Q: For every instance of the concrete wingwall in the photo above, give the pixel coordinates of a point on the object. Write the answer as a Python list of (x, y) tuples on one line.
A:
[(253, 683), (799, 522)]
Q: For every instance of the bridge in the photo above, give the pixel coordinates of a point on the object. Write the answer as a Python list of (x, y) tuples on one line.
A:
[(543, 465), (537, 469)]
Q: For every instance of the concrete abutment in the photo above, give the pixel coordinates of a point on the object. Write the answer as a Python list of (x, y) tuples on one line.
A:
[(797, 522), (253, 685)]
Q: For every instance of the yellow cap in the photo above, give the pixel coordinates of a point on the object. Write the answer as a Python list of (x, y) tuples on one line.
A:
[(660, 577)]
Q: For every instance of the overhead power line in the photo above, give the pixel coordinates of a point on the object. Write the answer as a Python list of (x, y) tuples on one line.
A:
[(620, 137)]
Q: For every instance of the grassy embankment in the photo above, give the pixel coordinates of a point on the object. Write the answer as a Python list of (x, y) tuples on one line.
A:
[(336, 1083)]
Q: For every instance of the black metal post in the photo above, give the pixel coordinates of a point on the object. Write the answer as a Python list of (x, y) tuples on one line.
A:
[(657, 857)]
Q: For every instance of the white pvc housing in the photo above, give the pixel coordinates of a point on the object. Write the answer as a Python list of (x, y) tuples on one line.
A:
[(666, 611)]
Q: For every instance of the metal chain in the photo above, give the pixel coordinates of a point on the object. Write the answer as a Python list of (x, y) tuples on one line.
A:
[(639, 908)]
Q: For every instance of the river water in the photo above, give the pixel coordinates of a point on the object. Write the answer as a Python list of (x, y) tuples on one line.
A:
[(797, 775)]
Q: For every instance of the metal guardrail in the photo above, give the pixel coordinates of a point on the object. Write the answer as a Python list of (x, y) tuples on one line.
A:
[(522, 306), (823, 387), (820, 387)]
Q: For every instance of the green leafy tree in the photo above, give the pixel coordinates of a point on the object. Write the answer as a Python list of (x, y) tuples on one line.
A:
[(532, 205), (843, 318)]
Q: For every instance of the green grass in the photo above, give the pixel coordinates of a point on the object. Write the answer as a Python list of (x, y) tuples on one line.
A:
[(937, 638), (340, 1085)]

_ _ _ _ _ _ _

## Instructions for the task
All that is wanted is an exact copy of the lines from the line holding "Q: For every instance of the green grass" through the end of the material above, including both.

## Result below
Q: For every instance of the green grass in the photo above, give the pixel coordinates of a point on the object. Write the answer as a Python list of (x, y) tuples on one line.
A:
[(937, 638), (340, 1085)]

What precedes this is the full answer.